(Natural language region descriptions)
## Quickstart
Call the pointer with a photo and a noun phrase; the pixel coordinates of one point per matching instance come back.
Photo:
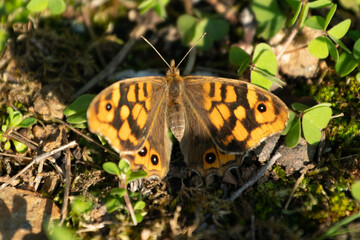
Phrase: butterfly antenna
(190, 50)
(155, 50)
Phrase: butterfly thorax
(176, 115)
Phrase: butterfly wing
(199, 150)
(237, 115)
(125, 112)
(154, 157)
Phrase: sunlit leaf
(139, 205)
(19, 146)
(293, 136)
(111, 168)
(37, 5)
(27, 122)
(355, 190)
(346, 64)
(81, 204)
(136, 175)
(340, 29)
(239, 57)
(56, 6)
(120, 192)
(316, 22)
(311, 132)
(356, 50)
(330, 15)
(319, 116)
(318, 47)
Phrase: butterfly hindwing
(154, 156)
(200, 152)
(237, 115)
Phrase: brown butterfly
(213, 118)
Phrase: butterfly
(213, 118)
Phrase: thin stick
(112, 152)
(256, 177)
(67, 184)
(37, 159)
(15, 156)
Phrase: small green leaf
(320, 4)
(118, 192)
(4, 127)
(19, 146)
(112, 205)
(355, 190)
(56, 6)
(239, 57)
(4, 36)
(7, 145)
(146, 6)
(330, 15)
(27, 122)
(17, 119)
(293, 136)
(111, 168)
(316, 22)
(215, 28)
(295, 5)
(264, 60)
(37, 5)
(356, 50)
(346, 64)
(139, 205)
(288, 126)
(338, 42)
(311, 132)
(318, 47)
(340, 29)
(319, 116)
(123, 165)
(77, 118)
(299, 107)
(334, 53)
(136, 175)
(138, 217)
(10, 111)
(303, 15)
(81, 205)
(317, 106)
(57, 231)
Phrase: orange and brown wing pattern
(237, 115)
(124, 113)
(199, 150)
(154, 156)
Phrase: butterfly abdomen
(176, 114)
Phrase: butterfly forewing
(237, 115)
(124, 113)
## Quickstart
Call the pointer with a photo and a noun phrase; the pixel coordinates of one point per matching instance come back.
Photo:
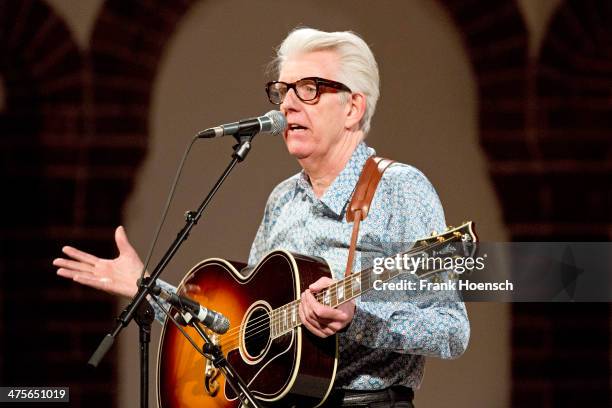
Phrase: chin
(298, 150)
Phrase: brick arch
(574, 118)
(41, 70)
(545, 126)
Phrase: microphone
(273, 122)
(215, 321)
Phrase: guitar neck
(286, 318)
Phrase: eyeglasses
(306, 89)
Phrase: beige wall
(213, 72)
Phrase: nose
(291, 102)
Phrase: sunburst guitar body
(282, 363)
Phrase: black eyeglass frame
(319, 82)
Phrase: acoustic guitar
(283, 364)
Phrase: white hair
(358, 68)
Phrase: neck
(322, 171)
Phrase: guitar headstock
(453, 243)
(464, 233)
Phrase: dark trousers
(393, 397)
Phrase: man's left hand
(323, 320)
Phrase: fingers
(94, 282)
(312, 325)
(73, 265)
(321, 320)
(319, 311)
(321, 283)
(80, 255)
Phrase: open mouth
(296, 128)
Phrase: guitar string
(318, 296)
(252, 331)
(258, 333)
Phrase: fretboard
(286, 318)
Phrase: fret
(294, 314)
(356, 284)
(339, 292)
(326, 297)
(285, 321)
(333, 295)
(348, 288)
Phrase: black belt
(373, 399)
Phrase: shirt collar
(338, 194)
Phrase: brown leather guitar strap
(362, 198)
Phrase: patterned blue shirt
(391, 333)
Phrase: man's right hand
(118, 276)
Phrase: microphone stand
(213, 352)
(241, 150)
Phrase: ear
(355, 110)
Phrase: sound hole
(257, 332)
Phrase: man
(327, 88)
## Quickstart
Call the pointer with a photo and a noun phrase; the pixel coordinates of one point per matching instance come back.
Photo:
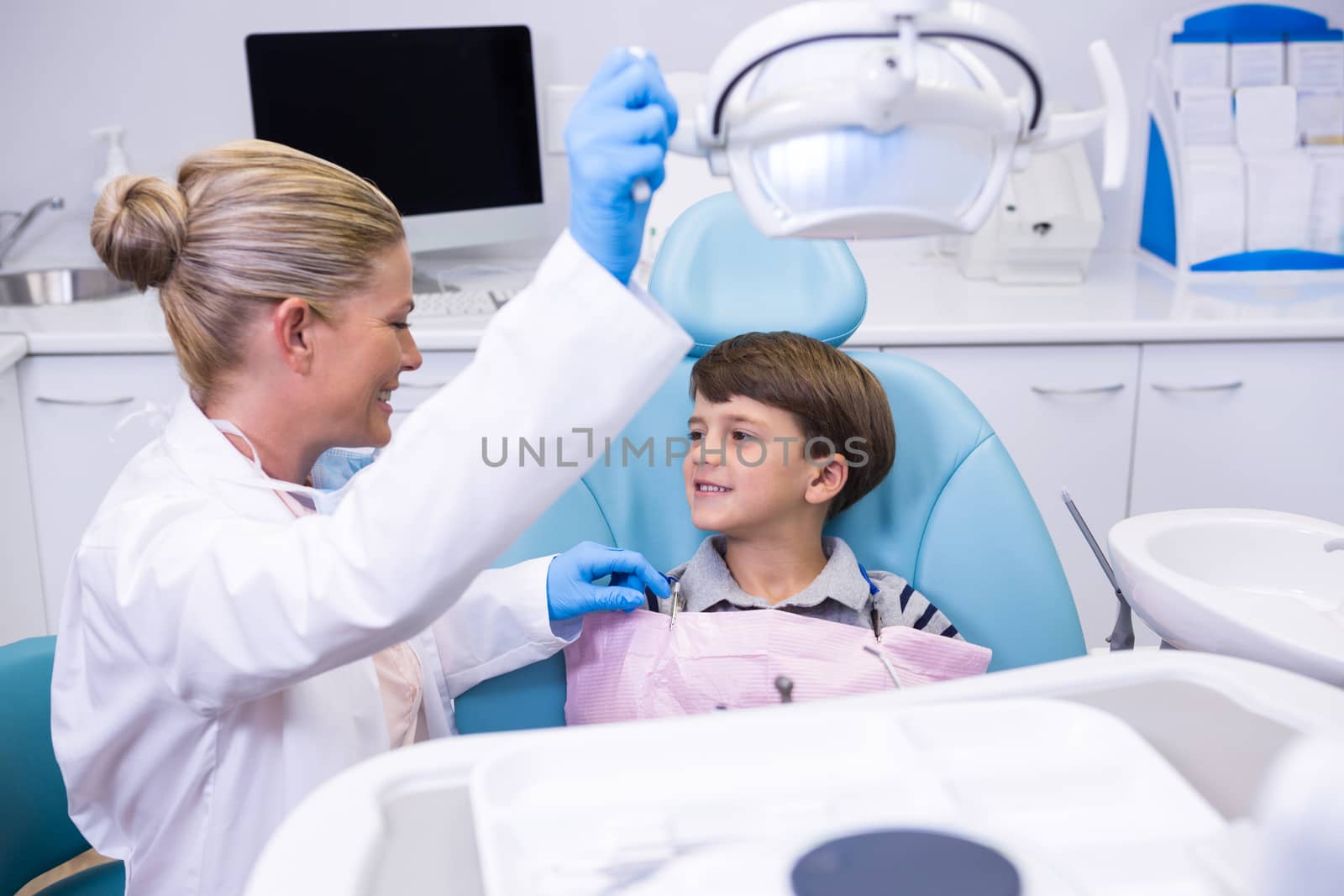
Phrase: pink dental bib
(635, 667)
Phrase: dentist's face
(366, 348)
(759, 481)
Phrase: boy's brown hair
(831, 396)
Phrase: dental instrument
(886, 664)
(1122, 636)
(828, 114)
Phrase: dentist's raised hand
(617, 136)
(570, 580)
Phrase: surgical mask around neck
(333, 473)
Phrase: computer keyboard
(463, 302)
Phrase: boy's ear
(828, 477)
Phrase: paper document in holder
(1213, 202)
(1278, 202)
(1061, 783)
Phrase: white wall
(174, 74)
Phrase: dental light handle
(640, 192)
(1112, 118)
(1122, 634)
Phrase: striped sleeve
(900, 605)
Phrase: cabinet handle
(85, 402)
(1214, 387)
(1086, 390)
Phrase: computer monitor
(443, 120)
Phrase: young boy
(786, 432)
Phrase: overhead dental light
(859, 118)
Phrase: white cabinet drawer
(85, 417)
(22, 610)
(1066, 417)
(434, 374)
(1256, 425)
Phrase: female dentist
(232, 638)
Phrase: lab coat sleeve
(233, 609)
(499, 625)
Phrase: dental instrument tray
(1066, 793)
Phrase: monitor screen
(441, 120)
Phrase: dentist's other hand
(569, 580)
(617, 134)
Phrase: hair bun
(139, 228)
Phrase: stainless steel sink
(60, 286)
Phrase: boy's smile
(746, 470)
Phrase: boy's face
(759, 479)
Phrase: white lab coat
(213, 661)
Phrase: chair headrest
(719, 277)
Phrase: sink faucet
(13, 235)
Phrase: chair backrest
(953, 517)
(35, 826)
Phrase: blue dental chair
(953, 517)
(35, 829)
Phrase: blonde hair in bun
(139, 228)
(248, 226)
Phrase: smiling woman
(312, 307)
(233, 637)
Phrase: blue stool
(35, 829)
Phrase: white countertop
(911, 301)
(11, 349)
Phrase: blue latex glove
(570, 590)
(616, 136)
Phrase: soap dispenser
(118, 164)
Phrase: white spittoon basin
(1258, 584)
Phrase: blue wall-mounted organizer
(1267, 55)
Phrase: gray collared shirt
(839, 594)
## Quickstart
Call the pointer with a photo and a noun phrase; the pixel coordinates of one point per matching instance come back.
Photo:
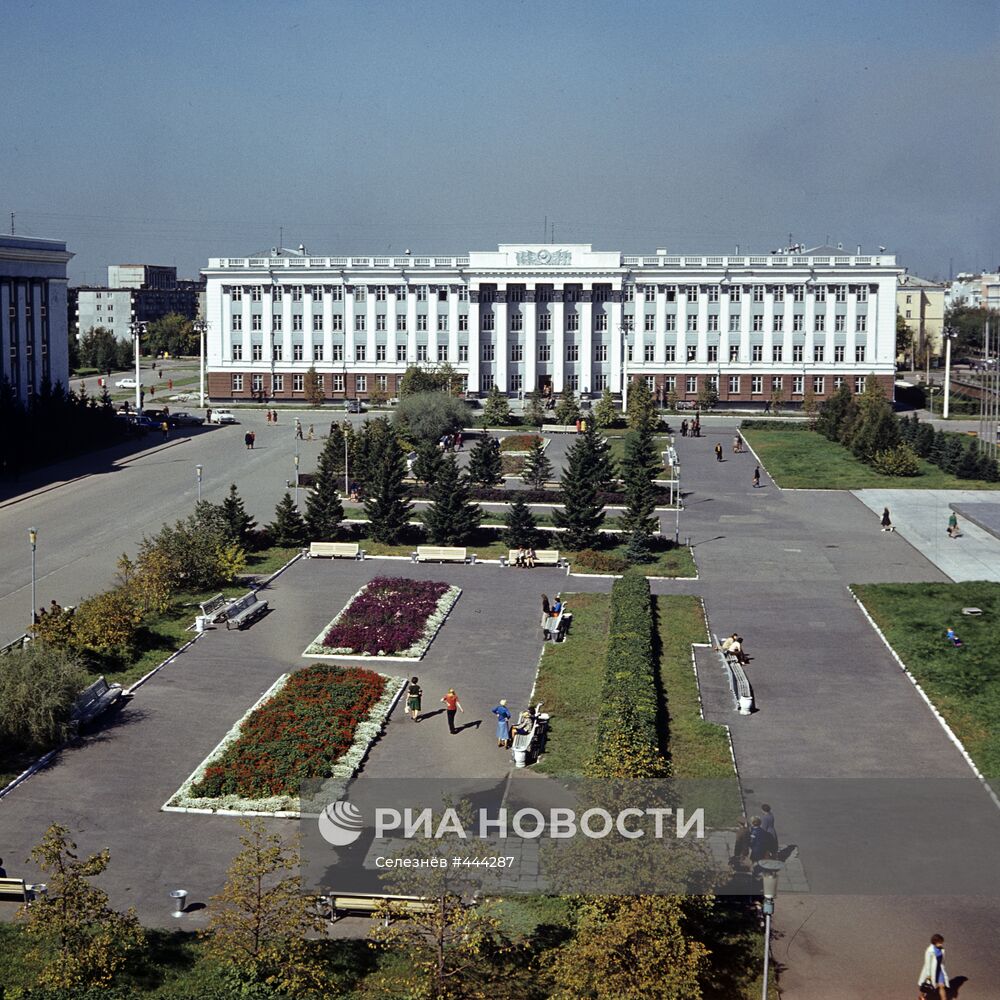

> **Required action**
Print the records word for word and exclude any picture they hold.

> **Solution**
## Quickstart
Call the pointer with a photo and a noun phrase; the pixel coordinates of one point per matching instance come back.
Photo:
Phrase: butterfly antenna
(190, 50)
(155, 50)
Phrase: butterfly thorax
(176, 115)
Phrase: butterfly wing
(199, 150)
(237, 115)
(125, 112)
(154, 157)
Phrase: sunlit leaf
(139, 205)
(19, 146)
(293, 136)
(111, 168)
(37, 5)
(27, 122)
(355, 190)
(346, 64)
(81, 204)
(136, 175)
(340, 29)
(239, 57)
(56, 6)
(120, 192)
(316, 22)
(311, 132)
(356, 50)
(330, 15)
(319, 116)
(318, 47)
Phrase: butterfly hindwing
(154, 156)
(200, 152)
(237, 115)
Phrase: brown butterfly
(213, 118)
Phrase: butterfly
(213, 118)
Phrase: thin stick
(112, 152)
(256, 177)
(67, 184)
(37, 159)
(15, 156)
Phrase: small green leaf
(320, 4)
(118, 192)
(4, 127)
(19, 146)
(112, 205)
(355, 190)
(56, 6)
(239, 57)
(4, 36)
(7, 145)
(146, 6)
(330, 15)
(27, 122)
(17, 119)
(293, 136)
(111, 168)
(316, 22)
(215, 28)
(295, 5)
(264, 60)
(37, 5)
(356, 50)
(346, 64)
(139, 205)
(288, 126)
(338, 42)
(311, 132)
(318, 47)
(340, 29)
(319, 116)
(123, 165)
(77, 118)
(299, 107)
(334, 53)
(136, 175)
(138, 217)
(10, 111)
(303, 15)
(81, 205)
(317, 106)
(57, 231)
Phrase: orange and brown wing pattern
(237, 115)
(124, 113)
(199, 150)
(154, 156)
Phrase: butterfly abdomen
(176, 114)
Phrase: butterfly forewing
(237, 115)
(124, 113)
## Quickstart
Call the pointer with a photo and a noun phrase; the pixel coordinates of one point per matching instance come back.
Photo:
Phrase: chin
(298, 150)
Phrase: brick arch
(574, 118)
(41, 70)
(545, 126)
Phrase: microphone
(273, 122)
(215, 321)
Phrase: guitar neck
(286, 318)
Phrase: eyeglasses
(306, 89)
Phrase: beige wall
(213, 72)
Phrase: nose
(291, 102)
Phrase: sunburst guitar body
(282, 363)
Phrase: black eyeglass frame
(319, 82)
Phrase: acoustic guitar
(283, 364)
Phrase: white hair
(358, 68)
Phrase: neck
(322, 171)
Phrase: guitar headstock
(453, 243)
(464, 233)
Phrase: dark trousers
(393, 397)
Phrase: man's left hand
(323, 320)
Phrase: fingers
(94, 282)
(312, 325)
(73, 265)
(321, 320)
(319, 311)
(321, 283)
(80, 255)
Phrase: open mouth
(296, 128)
Phrase: guitar string
(318, 296)
(252, 331)
(258, 333)
Phrase: fretboard
(286, 318)
Phrase: fret
(294, 314)
(356, 284)
(339, 292)
(326, 297)
(285, 321)
(333, 295)
(348, 288)
Phrase: black belt
(373, 399)
Phrase: shirt collar
(338, 194)
Phrase: brown leather guitar strap
(362, 198)
Phrase: patterned blue shirt
(391, 333)
Phrase: man's right hand
(118, 276)
Phrase: microphone stand
(213, 352)
(241, 150)
Phrase: ear
(355, 110)
Phrase: sound hole
(257, 332)
Phrase: man
(327, 88)
## Quickstart
Call the pointer with a photo and a noun phrase; the pixel coordinates of one point per matching instance come back.
Photo:
Phrase: pink dental bib
(635, 667)
Phrase: dentist's face
(366, 348)
(759, 481)
Phrase: boy's brown hair
(831, 396)
Phrase: dental instrument
(886, 664)
(1122, 636)
(828, 114)
Phrase: dentist's raised hand
(617, 136)
(570, 580)
Phrase: surgical mask around neck
(333, 473)
Phrase: computer keyboard
(463, 302)
Phrase: boy's ear
(828, 477)
Phrase: paper document in holder
(1213, 202)
(1278, 202)
(1061, 783)
Phrase: white wall
(174, 74)
Phrase: dental light handle
(640, 192)
(1112, 118)
(1122, 634)
Phrase: striped sleeve
(900, 605)
Phrase: cabinet handle
(85, 402)
(1214, 387)
(1086, 390)
Phrase: computer monitor
(443, 120)
Phrase: young boy
(786, 432)
Phrase: overhead dental light
(859, 118)
Phrase: white cabinet drawer
(85, 417)
(22, 610)
(1066, 417)
(434, 374)
(1256, 425)
Phrase: female dentist
(232, 638)
Phrase: lab coat sleeve
(233, 609)
(499, 625)
Phrase: dental instrument tray
(1066, 793)
Phrase: monitor screen
(441, 120)
Phrase: dentist's other hand
(569, 580)
(617, 134)
Phrase: hair bun
(139, 228)
Phrase: stainless steel sink
(60, 286)
Phrase: boy's smile
(746, 470)
Phrase: boy's face
(759, 479)
Phrase: white lab coat
(213, 661)
Phrase: chair headrest
(719, 277)
Phrase: sink faucet
(13, 235)
Phrase: chair backrest
(953, 517)
(35, 826)
Phrase: blue dental chair
(953, 517)
(35, 829)
Phrase: blonde hair in bun
(139, 228)
(248, 226)
Phrase: smiling woman
(312, 307)
(233, 637)
Phrase: blue stool
(35, 829)
Phrase: white countertop
(911, 301)
(11, 349)
Phrase: blue latex glove
(570, 590)
(616, 136)
Phrase: soap dispenser
(118, 164)
Phrase: white spittoon basin
(1258, 584)
Phrase: blue wall-mounted organizer
(1267, 55)
Phrase: gray collared shirt
(839, 594)
## Quickstart
Call the pointer with a photo and a noun phrase; the pixel coordinates of one point per matching instance come back.
Photo:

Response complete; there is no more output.